* [Exercise objective] Type out each record word for word. Pictures stay out.

(Beginning of Records for the exercise)

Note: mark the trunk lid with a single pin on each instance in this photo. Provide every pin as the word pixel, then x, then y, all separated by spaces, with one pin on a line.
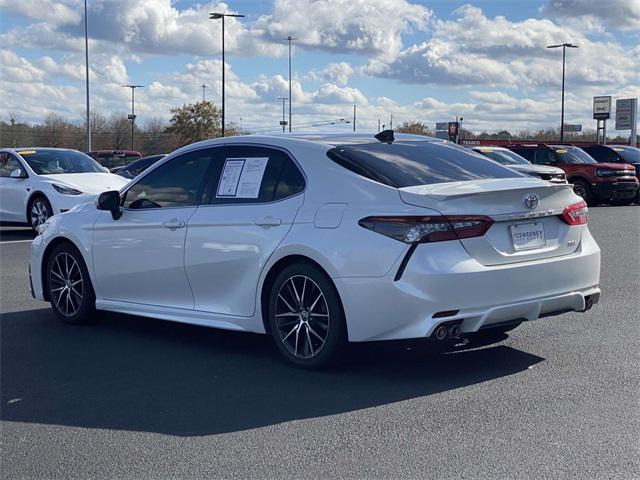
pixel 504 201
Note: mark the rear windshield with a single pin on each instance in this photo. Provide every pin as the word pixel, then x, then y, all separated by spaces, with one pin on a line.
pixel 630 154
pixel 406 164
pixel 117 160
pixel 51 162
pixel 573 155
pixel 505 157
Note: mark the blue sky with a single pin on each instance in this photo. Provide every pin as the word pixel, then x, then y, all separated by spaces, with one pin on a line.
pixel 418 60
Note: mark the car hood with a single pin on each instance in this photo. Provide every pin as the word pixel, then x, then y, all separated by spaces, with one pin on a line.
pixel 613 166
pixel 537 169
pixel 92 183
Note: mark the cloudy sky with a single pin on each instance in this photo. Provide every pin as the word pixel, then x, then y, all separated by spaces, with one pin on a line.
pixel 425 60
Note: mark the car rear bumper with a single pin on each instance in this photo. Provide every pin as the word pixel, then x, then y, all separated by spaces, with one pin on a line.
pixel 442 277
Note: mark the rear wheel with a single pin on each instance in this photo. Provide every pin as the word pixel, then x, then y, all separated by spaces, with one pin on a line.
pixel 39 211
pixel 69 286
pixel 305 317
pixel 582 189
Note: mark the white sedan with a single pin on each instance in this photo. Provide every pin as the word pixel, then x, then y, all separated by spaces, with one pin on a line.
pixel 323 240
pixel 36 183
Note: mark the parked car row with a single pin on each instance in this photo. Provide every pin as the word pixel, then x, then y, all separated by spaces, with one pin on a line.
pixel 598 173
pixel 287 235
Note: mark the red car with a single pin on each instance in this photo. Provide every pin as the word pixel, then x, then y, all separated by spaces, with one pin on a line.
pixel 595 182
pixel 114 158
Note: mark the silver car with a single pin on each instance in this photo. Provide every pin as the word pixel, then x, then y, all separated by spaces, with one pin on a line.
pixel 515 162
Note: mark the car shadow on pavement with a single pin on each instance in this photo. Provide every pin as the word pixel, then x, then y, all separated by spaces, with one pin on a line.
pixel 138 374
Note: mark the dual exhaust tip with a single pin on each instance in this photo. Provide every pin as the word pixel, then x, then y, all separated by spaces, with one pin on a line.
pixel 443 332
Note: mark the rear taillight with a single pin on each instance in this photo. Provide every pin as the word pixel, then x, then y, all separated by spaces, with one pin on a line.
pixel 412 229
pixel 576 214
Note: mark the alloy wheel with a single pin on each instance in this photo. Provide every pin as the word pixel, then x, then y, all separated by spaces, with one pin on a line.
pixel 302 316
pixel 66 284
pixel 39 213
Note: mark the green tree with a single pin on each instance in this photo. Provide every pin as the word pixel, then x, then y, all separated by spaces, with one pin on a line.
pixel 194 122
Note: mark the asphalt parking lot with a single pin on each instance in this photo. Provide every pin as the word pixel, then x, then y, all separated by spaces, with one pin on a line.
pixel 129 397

(End of Records for the exercise)

* [Output for this exercise]
Note: mark the trunk lid with a single pin on each instance in this photo. Provide every pin as the word pixel, then x, then y, all separated by spaces, with one pin on a line.
pixel 504 201
Note: mark the rear windshield with a single pin on each instance in this photo. Provide every pin as the word pixel, then x, then y, all separated by spaces, with one pin on a line.
pixel 630 154
pixel 406 164
pixel 117 160
pixel 51 162
pixel 573 155
pixel 505 157
Note: mark the blue sky with a single pin on each instance in this photo. Provide every pin as the word pixel, then x, then y, all separated by spaces, with one pin on a line.
pixel 418 60
Note: mark the car hood with a single pin on each instance in this photo. Provide every pin as the word pixel, then x, then y, all separated by spaces, with one pin on a line.
pixel 613 166
pixel 537 169
pixel 92 183
Note: mark the cloudy sky with a single pin on each instance in this photo. Provide every pin as the word pixel, then x, then y, all separated by spaces, with one pin on a line.
pixel 425 60
Note: mark the car rear bumper with a single pin on each instance in this photo. Provide every pin as the word pixel, then x, then y, all separated by spaces, with one pin on a line.
pixel 442 277
Note: mark the rear wheel with a single pin on each instance in this photo. Provide every pin as the word pixel, then x, then y, all separated by spaces, with one pin on a line.
pixel 39 211
pixel 69 286
pixel 305 317
pixel 582 189
Note: mark the white sedan with a single pin on each instance in this photo. Provide every pin as the word pixel, then x, then y, all separated by spaces, with one pin on a line.
pixel 323 240
pixel 36 183
Note: mark the parked car row with a single pin on each instance in this photo. Provide every pin as the word pixel, then x, then y, all separated by spaces, with one pin on a line.
pixel 598 173
pixel 287 235
Note: mark the red car with a single pin on each instance in this photo. Provide every pin as the word pixel, then x, then y, all separated by spaces, with one pin on a line.
pixel 595 182
pixel 114 158
Note: mark the silver car with a single pin on each instance in this photo. Provide every pin as the word pixel, then x, then y, all separated by spaces, with one pin on a line.
pixel 515 162
Note: mark the car shadow on pavement with a single pin on each instance in this photo. Provide every pin as the word pixel, then x, then y, all separated by spaces, with one pin on a line.
pixel 138 374
Note: mark the dual exhaust tip with a single pin on each instance in this photo. Provide every pin as the word pixel, then x, then y, all separated by spaces, with one pin on a line.
pixel 443 332
Note: mark the rear taillight with a single pin on each instance in this photo. Provide every pin as the word pixel, then x, then y, all separated by spaces, with one pin on a line.
pixel 412 229
pixel 576 214
Note: mark the alloy wheel with a single pin on each instance in this photo. Provide every pin as the word pixel, then x, then y, all separated by spaces, with one pin on a line.
pixel 302 316
pixel 66 284
pixel 39 213
Note: mark the green tree with a single pin on each instance in this photo. Provide every pin as the word pixel, then x, then y, all separated by spaces, with one pin on a line.
pixel 194 122
Note: mark the asphalt parking lot with a single pin on each instance in this photo. Provide every pin as the word pixel, then x, then y, all separated by spaces, with one pin on a line.
pixel 129 397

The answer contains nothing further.